[Excerpts of location labeling data]
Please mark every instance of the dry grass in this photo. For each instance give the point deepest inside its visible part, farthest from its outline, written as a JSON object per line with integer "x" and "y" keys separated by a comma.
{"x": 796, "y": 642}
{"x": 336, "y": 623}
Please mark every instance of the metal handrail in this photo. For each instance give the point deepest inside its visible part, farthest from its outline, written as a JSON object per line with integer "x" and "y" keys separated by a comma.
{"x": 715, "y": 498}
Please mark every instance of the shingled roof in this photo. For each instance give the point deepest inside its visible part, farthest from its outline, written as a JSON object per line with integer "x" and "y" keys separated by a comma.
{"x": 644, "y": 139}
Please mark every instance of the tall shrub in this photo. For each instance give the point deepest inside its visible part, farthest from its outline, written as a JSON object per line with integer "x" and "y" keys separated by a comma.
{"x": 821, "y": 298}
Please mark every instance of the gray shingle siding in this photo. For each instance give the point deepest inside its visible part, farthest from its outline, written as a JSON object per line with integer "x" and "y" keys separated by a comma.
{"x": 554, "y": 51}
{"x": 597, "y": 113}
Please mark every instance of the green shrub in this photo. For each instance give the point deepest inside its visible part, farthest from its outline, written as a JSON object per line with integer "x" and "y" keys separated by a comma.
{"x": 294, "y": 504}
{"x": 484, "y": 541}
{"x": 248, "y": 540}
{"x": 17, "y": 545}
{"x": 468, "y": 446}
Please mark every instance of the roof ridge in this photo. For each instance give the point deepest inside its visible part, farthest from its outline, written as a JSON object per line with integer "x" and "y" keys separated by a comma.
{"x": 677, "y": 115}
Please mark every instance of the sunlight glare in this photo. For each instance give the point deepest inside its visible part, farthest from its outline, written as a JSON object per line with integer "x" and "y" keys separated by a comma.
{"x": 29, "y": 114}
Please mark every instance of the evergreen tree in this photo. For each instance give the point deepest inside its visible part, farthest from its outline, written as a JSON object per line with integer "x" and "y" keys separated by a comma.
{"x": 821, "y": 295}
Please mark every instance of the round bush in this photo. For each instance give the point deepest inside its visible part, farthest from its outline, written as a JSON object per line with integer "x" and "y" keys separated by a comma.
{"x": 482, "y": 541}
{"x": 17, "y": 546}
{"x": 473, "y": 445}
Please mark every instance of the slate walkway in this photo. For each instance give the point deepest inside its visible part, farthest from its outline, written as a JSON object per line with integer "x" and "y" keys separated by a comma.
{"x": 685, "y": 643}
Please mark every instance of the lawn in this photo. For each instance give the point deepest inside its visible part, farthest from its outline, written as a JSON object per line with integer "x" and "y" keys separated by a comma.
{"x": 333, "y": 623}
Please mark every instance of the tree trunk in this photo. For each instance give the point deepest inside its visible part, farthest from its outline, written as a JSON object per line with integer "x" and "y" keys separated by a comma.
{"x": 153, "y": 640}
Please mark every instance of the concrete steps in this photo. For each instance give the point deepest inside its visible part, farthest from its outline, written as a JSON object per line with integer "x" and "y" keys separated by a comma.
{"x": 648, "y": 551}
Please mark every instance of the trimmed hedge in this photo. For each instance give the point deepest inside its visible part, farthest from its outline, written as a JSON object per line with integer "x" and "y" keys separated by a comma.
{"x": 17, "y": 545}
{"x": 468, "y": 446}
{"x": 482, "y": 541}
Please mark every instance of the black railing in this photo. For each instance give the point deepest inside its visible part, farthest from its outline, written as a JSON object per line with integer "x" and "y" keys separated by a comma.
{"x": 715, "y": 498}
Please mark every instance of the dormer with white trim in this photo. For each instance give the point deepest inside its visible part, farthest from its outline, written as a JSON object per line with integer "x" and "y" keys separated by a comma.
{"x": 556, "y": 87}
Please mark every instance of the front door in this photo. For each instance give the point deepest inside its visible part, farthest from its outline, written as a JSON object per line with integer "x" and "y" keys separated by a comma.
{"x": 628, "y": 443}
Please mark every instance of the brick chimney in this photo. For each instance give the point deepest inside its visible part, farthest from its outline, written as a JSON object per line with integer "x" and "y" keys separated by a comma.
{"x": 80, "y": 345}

SET TASK: Every line of the data above should be copied exactly.

EXERCISE OUTPUT:
Please mark every instance of the dry grass in this photo. For each instance give the point deepest inside its visible part, farthest from its outline, written as a JSON object per line with integer "x" and "y" keys separated by a comma.
{"x": 796, "y": 642}
{"x": 336, "y": 623}
Please mark every instance of the metal handrail in this photo. For each instance give the point deepest inside its visible part, farthest from its outline, written as a JSON object per line with integer "x" and "y" keys separated by a comma.
{"x": 715, "y": 498}
Please mark every instance of the shingled roof in this photo. For each instance give the point deepest inside its visible part, farthest from its outline, written as a JSON object per line with integer "x" and "y" keys separated by a comma.
{"x": 644, "y": 139}
Please mark every instance of the tall shrub in this photo. For each instance give the point deepest inside its visible part, farthest from its outline, written as a JSON object per line with integer "x" and "y" keys separated by a comma.
{"x": 821, "y": 298}
Please mark every instance of the gray shingle siding in this photo. For each instance give the point deepest inside its visible part, farthest from its outline, written as a JSON object per line with integer "x" and "y" keys separated by a comma.
{"x": 554, "y": 51}
{"x": 597, "y": 113}
Please mark every instance of the green shrub in this photo. For each instance give the point deepest inside its visible part, farthest from its outline, written as a JSON object per line with integer "x" and "y" keys separated by a comma.
{"x": 294, "y": 504}
{"x": 484, "y": 541}
{"x": 248, "y": 540}
{"x": 17, "y": 545}
{"x": 468, "y": 446}
Please mark every instance of the roof ridge in this photo. For each instance give the point deepest inside its visible part, farthest from its outline, written as a JSON object per line with integer "x" and "y" keys separated by a comma.
{"x": 677, "y": 115}
Please mark every instance of the sunlight glare in this photo. For each instance give the point deepest inside its visible part, farthest from its outline, written as a JSON object per line with integer "x" and "y" keys separated by a comma.
{"x": 29, "y": 114}
Please mark every instance of the evergreen tree in this photo. For each instance give the point deepest inside its visible part, farthest from its outline, written as a JSON object per line with integer "x" and "y" keys separated by a comma.
{"x": 821, "y": 295}
Please mark every instance of the round bush in this photo. For each instance give the point deepest inside its visible part, farthest from its outline, written as a JSON object per line with integer "x" and "y" keys separated by a comma.
{"x": 482, "y": 541}
{"x": 17, "y": 546}
{"x": 473, "y": 445}
Please mark every instance of the slate walkway in this photo. For each instance give the point deepest inside its visible part, farthest from its outline, written as a JSON object per line with integer "x" and "y" keys separated by a comma.
{"x": 685, "y": 643}
Please mark every instance of the lawn in this photo. For each instance give the point deepest inside its visible part, farthest from its outline, written as a JSON object per line with integer "x" and "y" keys separated by a comma.
{"x": 333, "y": 623}
Please mark every instance of the tree trunk in this photo. For each instance give the point deepest inside its visible part, farthest from its outline, written as a JSON object per line with integer "x" and "y" keys separated by a comma.
{"x": 153, "y": 640}
Please mark every instance of the concrete steps in this photo. For each instance give the point deepest inside its visible part, farthest from its outline, written as a JSON object per line with integer "x" and "y" keys separated by a comma.
{"x": 648, "y": 551}
Please mark every instance of the trimmed hedge in this photo. For each instance give the point deepest inside its visible part, farthest from its outline, written as a JSON object per line with integer "x" and "y" keys separated by a comma.
{"x": 17, "y": 545}
{"x": 468, "y": 446}
{"x": 482, "y": 541}
Please mark every instance of the black railing in this photo. For each instance give the point deepest inside its visible part, farthest from its outline, written as a JSON object per line with integer "x" and "y" keys separated by a comma.
{"x": 715, "y": 498}
Please mark every instance of the dormer with white trim in this photo. For each instance give the point deepest inside its visible part, farthest from its outline, written as a JSON object per line with integer "x" and "y" keys separated by a comma.
{"x": 556, "y": 87}
Please mark every instance of the front door in this photo. For each instance give the point deepest inside its visible part, farthest from its outline, written as a JSON object per line with integer "x" and "y" keys separated by a comma.
{"x": 628, "y": 443}
Please mark every instance of the brick chimney in this photo. For each instance give the point deepest inside its visible part, farthest from its outline, written as a JSON object per line with integer "x" and "y" keys separated by a comma.
{"x": 80, "y": 345}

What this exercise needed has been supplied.